### Exercise data
- Opening Delimiter -

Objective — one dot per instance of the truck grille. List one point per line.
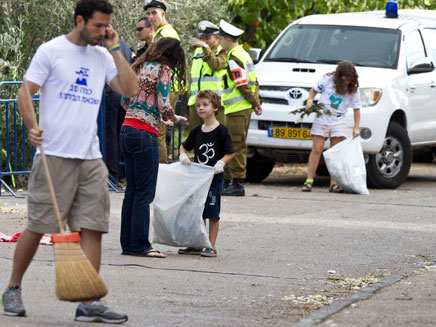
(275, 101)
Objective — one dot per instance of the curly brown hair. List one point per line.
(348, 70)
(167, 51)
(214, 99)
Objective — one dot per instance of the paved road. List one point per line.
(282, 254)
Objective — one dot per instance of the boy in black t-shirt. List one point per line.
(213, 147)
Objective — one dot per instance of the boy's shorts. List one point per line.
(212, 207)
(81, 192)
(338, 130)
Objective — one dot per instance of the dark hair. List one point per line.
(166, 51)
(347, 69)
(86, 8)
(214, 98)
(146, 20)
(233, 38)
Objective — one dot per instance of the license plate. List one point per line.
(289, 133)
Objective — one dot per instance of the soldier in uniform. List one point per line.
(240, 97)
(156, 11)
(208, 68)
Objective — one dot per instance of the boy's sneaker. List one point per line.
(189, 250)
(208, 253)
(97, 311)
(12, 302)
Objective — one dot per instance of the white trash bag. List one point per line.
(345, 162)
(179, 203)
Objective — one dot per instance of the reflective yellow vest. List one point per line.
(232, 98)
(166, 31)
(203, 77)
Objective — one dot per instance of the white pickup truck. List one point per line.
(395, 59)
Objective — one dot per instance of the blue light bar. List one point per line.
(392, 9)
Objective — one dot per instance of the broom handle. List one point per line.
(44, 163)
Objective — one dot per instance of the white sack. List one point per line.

- Closing Delimiter -
- Opening Delimiter -

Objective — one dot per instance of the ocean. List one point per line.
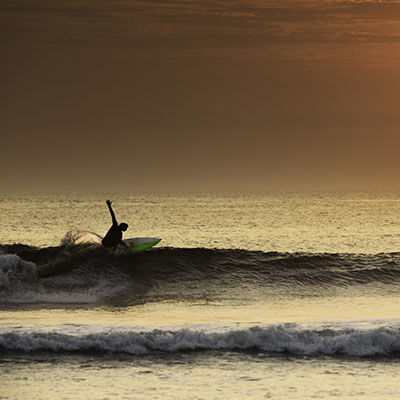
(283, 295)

- Closing Delimiter -
- Opening Delimiter -

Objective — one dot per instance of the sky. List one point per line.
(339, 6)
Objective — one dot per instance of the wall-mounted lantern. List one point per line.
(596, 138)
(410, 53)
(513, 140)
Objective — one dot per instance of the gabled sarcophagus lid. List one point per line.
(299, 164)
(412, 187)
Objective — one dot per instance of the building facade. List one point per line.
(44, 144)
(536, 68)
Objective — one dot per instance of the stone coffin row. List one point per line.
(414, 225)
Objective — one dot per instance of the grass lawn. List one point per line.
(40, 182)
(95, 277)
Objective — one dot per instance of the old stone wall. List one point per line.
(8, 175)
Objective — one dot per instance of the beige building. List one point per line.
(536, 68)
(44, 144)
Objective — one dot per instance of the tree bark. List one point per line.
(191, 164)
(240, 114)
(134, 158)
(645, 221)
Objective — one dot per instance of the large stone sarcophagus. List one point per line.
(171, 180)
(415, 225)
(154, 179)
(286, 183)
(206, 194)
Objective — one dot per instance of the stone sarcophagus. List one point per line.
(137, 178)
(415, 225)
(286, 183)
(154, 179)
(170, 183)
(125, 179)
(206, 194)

- Closing Delimiter -

### To do
Your answer should be the lines above, word for word, from the line with "Objective — one dot per instance of the truck" through the line with "Objective — one dot per instance of the white sack.", minus the pictures.

### Exercise result
Objective — one dot per instance of the truck grille. List one point per line.
(275, 101)
Objective — one dot per instance of the curly brown hair. List one point per line.
(348, 70)
(167, 51)
(214, 99)
Objective — one dot per instance of the paved road. List one point per line.
(282, 254)
Objective — one dot per instance of the boy in black t-shirt. List one point per line.
(213, 147)
Objective — one dot per instance of the boy's shorts. List one point per line.
(212, 207)
(81, 192)
(338, 130)
Objective — one dot per instance of the dark hair. List one point per line.
(166, 51)
(347, 69)
(86, 8)
(214, 98)
(146, 20)
(233, 38)
Objective — one dot per instance of the license plate. List one point per line.
(289, 133)
Objective — one dot per instance of the soldier in uniform. List one point per line.
(240, 97)
(156, 11)
(208, 68)
Objective — one dot per instance of the boy's sneaker. List one point per line.
(189, 250)
(208, 253)
(97, 311)
(12, 302)
Objective — one dot per instance of the white trash bag. List one point per line.
(345, 162)
(179, 203)
Objective — one dot per instance of the reflective yellow vest. List one point per line.
(232, 98)
(166, 31)
(203, 77)
Objective — one dot per instance of the white pickup truck. List one point per line.
(395, 59)
Objective — one dot per instance of the blue light bar. List one point per line.
(392, 9)
Objective — one dot per instance of the broom handle. List one point per line.
(44, 163)
Objective — one dot per instance of the white sack. List one point per line.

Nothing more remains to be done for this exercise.